__DIRECTION__:
Count the lines in the records below that contain the word "black", and reply with the number alone.

__ENTRIES SUPPLIED__:

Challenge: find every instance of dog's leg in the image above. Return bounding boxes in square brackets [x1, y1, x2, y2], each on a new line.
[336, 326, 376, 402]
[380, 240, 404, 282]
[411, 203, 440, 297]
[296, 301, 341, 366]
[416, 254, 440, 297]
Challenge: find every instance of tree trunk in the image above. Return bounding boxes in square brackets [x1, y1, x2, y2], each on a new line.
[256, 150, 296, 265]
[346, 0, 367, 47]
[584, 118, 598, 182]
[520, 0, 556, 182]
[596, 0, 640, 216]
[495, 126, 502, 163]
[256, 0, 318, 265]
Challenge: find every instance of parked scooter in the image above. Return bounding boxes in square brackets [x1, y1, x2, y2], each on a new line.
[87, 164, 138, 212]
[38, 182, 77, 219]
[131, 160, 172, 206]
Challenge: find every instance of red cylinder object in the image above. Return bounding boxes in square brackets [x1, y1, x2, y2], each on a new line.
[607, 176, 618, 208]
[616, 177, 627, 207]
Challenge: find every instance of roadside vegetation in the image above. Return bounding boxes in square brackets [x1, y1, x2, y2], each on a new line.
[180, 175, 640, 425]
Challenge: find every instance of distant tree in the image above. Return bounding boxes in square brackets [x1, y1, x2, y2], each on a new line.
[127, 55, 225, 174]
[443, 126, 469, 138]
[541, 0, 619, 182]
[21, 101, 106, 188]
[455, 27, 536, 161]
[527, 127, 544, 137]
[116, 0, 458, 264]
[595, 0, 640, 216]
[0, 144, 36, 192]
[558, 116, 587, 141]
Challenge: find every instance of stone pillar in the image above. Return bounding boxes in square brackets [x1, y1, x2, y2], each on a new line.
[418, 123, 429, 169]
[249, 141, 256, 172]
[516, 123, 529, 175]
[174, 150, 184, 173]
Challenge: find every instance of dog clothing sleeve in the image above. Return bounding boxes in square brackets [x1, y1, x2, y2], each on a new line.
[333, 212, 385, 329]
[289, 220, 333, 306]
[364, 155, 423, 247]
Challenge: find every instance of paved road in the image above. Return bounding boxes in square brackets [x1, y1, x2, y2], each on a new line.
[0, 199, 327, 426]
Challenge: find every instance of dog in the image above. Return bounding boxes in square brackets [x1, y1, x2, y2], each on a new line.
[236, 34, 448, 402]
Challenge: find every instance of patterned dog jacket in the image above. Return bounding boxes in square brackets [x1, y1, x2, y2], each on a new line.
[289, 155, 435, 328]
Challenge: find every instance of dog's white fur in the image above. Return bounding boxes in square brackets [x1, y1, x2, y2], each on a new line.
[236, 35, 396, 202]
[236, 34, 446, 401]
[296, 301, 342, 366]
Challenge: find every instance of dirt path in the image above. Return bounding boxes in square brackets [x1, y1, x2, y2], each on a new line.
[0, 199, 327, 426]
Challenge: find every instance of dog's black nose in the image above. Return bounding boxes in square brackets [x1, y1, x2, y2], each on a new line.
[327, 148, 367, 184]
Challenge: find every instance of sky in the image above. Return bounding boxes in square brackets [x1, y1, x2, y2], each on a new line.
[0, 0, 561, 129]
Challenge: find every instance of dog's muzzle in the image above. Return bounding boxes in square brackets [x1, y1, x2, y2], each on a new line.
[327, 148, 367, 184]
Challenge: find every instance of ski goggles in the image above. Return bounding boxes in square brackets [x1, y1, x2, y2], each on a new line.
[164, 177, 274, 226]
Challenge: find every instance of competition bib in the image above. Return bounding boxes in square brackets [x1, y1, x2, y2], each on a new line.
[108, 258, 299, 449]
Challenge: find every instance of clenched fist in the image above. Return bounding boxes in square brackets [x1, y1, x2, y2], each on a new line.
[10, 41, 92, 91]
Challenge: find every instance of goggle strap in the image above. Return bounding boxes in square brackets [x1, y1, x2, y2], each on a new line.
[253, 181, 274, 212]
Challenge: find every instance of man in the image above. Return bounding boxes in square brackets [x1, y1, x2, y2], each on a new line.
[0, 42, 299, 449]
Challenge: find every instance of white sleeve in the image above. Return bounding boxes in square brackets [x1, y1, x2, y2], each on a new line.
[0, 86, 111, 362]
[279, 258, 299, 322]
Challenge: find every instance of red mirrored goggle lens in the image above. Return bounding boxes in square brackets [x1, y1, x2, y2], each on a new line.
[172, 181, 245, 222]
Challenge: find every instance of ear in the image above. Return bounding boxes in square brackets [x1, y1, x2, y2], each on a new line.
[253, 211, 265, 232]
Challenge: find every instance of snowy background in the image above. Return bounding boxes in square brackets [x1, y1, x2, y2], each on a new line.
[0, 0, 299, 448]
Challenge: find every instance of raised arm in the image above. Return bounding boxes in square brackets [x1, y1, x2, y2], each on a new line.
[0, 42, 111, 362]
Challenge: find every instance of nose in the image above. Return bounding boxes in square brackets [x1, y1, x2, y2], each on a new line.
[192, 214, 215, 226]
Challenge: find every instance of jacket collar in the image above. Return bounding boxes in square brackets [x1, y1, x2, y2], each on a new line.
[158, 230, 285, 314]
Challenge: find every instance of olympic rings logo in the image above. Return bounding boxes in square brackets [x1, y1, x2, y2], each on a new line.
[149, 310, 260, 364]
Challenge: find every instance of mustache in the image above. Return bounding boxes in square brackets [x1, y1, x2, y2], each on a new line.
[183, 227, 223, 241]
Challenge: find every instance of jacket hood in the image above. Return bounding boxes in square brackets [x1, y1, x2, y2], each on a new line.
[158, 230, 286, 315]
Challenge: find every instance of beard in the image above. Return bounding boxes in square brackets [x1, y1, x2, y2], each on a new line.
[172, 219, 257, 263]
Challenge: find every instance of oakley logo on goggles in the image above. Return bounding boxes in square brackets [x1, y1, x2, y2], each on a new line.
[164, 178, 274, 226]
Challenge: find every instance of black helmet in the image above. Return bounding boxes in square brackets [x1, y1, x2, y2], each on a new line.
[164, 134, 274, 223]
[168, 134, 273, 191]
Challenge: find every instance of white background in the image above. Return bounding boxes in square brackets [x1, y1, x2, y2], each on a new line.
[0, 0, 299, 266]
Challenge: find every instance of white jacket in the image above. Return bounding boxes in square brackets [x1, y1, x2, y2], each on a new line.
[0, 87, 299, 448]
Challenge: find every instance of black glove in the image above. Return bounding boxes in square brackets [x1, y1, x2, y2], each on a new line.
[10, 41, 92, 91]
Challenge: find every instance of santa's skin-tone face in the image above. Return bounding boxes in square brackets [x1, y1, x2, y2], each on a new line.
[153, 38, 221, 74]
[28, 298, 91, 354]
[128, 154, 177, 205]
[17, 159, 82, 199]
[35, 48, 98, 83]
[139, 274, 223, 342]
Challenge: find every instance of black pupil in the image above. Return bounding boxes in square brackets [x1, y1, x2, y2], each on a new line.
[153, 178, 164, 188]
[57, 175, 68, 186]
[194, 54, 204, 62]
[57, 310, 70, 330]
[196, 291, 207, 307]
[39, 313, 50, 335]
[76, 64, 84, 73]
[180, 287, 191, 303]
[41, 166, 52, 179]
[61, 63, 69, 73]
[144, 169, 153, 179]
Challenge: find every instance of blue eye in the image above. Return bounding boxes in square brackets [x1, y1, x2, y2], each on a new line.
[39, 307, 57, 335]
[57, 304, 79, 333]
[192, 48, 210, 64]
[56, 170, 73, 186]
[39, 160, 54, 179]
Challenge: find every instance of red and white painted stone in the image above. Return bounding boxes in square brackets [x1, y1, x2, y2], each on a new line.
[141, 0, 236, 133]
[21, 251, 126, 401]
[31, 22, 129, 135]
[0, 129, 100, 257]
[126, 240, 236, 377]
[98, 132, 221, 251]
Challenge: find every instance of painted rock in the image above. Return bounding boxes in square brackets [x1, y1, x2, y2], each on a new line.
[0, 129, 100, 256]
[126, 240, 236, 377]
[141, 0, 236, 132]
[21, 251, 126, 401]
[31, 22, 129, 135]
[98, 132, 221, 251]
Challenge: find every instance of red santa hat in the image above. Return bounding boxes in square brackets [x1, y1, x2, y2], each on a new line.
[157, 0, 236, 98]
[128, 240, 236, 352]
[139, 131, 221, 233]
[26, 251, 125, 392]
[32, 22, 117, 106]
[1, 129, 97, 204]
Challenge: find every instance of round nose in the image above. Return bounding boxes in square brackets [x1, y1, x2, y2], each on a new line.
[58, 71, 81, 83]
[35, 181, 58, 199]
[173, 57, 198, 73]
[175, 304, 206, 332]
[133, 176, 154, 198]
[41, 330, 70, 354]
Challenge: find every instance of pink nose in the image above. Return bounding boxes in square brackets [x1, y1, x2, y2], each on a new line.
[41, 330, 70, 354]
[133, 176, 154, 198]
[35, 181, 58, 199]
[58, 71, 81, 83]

__TASK RESPONSE__:
4